Items from a labeling collection:

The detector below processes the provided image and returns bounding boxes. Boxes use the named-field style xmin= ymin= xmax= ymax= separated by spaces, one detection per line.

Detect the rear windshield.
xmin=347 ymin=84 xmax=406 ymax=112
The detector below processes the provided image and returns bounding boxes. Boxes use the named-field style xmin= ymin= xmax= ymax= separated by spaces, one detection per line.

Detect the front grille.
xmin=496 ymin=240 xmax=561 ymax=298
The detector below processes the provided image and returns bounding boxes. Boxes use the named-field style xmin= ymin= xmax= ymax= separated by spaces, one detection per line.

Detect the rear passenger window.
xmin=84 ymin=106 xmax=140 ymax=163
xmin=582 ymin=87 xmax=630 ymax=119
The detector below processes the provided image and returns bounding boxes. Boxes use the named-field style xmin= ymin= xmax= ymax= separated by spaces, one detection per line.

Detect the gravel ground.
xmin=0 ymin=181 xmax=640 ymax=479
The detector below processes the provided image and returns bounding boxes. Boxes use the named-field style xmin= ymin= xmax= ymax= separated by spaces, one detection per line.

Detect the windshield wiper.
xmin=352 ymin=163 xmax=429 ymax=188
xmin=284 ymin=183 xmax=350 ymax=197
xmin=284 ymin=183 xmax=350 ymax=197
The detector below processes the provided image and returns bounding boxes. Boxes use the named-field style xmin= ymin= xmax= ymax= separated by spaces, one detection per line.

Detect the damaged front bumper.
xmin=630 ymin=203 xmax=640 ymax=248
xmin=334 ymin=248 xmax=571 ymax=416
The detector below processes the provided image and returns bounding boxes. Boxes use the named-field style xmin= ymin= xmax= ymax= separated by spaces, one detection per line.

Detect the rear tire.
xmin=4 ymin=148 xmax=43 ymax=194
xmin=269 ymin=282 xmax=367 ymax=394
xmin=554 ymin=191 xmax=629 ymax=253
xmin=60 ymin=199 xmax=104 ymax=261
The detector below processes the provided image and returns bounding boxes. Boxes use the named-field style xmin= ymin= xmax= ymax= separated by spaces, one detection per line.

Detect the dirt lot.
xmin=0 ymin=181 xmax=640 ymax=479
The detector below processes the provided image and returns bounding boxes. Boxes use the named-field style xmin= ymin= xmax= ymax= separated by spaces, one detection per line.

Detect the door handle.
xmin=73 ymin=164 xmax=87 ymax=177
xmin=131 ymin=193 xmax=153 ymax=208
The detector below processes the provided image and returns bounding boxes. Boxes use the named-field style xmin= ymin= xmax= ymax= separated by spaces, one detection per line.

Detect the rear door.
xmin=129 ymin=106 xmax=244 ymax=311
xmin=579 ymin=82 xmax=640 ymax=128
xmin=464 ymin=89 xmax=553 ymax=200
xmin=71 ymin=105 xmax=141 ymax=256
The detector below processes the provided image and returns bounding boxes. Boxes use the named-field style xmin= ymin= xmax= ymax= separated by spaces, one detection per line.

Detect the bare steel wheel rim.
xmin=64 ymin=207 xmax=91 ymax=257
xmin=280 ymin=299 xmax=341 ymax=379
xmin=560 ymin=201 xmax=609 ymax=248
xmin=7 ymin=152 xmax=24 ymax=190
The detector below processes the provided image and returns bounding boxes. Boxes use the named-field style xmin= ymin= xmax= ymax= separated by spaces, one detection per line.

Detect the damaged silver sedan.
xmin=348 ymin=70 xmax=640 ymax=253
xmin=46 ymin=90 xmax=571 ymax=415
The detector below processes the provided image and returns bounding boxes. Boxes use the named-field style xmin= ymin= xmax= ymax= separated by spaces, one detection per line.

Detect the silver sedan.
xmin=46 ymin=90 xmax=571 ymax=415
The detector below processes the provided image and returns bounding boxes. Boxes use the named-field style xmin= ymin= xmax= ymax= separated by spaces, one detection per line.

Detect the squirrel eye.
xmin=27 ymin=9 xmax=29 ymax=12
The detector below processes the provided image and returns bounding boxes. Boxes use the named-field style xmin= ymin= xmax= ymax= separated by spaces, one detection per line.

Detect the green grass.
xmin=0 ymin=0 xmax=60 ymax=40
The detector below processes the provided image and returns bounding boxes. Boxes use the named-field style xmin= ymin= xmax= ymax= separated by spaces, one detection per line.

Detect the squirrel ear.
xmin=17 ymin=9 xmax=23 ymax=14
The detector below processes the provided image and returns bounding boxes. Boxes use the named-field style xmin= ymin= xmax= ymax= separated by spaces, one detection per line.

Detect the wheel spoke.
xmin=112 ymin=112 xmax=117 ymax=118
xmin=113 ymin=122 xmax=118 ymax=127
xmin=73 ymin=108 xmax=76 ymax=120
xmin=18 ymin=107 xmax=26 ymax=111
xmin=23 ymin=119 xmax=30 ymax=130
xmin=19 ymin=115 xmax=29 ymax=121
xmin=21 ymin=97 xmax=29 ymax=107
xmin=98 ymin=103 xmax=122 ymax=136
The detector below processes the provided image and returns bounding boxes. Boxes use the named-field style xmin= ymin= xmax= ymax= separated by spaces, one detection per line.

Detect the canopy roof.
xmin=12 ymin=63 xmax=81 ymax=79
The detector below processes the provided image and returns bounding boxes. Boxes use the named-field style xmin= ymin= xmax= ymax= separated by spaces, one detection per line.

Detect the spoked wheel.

What you should do: Select every line in the items above that contains the string "door", matching case exactly, and copy those lines out.

Task response:
Detect the door handle.
Detect the rear door.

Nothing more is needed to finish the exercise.